[Dataset entries]
- Opening Delimiter -

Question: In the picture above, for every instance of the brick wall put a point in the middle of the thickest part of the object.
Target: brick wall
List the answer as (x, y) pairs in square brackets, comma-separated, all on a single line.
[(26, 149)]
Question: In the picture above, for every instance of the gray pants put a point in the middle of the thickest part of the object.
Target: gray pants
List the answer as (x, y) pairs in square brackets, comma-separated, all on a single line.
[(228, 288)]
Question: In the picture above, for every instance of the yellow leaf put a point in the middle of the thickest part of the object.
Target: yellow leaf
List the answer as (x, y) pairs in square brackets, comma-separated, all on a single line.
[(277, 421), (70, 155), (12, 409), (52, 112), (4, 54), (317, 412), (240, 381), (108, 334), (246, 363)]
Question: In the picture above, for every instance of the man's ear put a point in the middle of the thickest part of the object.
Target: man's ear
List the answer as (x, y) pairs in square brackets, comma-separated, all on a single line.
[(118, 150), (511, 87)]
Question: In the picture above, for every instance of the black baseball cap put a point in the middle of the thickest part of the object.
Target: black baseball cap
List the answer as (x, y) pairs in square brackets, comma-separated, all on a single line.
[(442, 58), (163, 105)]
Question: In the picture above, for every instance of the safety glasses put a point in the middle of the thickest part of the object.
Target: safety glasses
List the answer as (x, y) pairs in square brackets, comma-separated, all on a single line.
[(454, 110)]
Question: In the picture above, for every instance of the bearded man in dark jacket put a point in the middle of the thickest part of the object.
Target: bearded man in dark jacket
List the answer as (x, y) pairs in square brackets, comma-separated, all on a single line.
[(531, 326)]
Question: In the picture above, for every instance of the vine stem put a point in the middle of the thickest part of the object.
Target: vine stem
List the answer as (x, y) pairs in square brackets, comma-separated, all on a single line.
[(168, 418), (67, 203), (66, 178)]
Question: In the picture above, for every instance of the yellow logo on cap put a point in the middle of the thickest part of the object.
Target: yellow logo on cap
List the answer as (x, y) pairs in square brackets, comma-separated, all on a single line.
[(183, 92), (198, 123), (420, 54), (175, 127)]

- Closing Delimiter -
- Opening Delimiter -

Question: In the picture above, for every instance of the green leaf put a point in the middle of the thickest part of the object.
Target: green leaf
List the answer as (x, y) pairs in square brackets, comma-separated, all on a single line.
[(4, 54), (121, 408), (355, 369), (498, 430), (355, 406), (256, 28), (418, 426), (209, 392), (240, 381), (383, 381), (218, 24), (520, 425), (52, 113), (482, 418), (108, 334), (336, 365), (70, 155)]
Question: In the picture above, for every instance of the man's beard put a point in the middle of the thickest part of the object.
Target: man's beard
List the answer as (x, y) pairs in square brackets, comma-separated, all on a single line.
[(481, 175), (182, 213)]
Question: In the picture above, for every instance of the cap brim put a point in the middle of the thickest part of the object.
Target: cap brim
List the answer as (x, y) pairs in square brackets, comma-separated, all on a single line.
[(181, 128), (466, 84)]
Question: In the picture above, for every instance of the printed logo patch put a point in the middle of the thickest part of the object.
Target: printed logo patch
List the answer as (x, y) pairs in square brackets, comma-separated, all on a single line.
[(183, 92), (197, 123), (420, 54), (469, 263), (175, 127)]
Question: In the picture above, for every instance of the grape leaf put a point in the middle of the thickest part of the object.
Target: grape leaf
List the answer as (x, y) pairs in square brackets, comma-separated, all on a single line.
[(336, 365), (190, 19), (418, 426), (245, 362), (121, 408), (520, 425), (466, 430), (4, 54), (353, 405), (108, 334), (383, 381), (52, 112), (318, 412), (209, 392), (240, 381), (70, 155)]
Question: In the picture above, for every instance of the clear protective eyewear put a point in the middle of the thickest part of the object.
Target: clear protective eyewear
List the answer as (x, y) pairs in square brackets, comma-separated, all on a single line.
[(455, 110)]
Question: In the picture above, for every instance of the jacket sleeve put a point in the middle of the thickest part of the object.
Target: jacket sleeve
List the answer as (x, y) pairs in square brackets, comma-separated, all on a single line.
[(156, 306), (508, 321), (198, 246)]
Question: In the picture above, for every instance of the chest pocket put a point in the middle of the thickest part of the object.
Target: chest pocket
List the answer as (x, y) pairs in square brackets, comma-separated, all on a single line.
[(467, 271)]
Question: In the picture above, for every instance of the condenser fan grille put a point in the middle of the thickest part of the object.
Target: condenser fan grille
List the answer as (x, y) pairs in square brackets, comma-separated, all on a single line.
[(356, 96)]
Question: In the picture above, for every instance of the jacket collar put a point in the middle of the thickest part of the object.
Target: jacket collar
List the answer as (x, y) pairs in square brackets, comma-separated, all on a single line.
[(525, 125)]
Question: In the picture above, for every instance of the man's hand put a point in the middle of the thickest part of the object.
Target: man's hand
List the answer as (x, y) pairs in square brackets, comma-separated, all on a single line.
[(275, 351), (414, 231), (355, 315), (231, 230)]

- Closing Delimiter -

### What is needed
Every line above that has the string "clear" needs to be copied.

### Task output
Question: In the picture above, for every instance of the clear protective eyewear put a point in the middle of the thickest part of the object.
Target: clear protective eyewear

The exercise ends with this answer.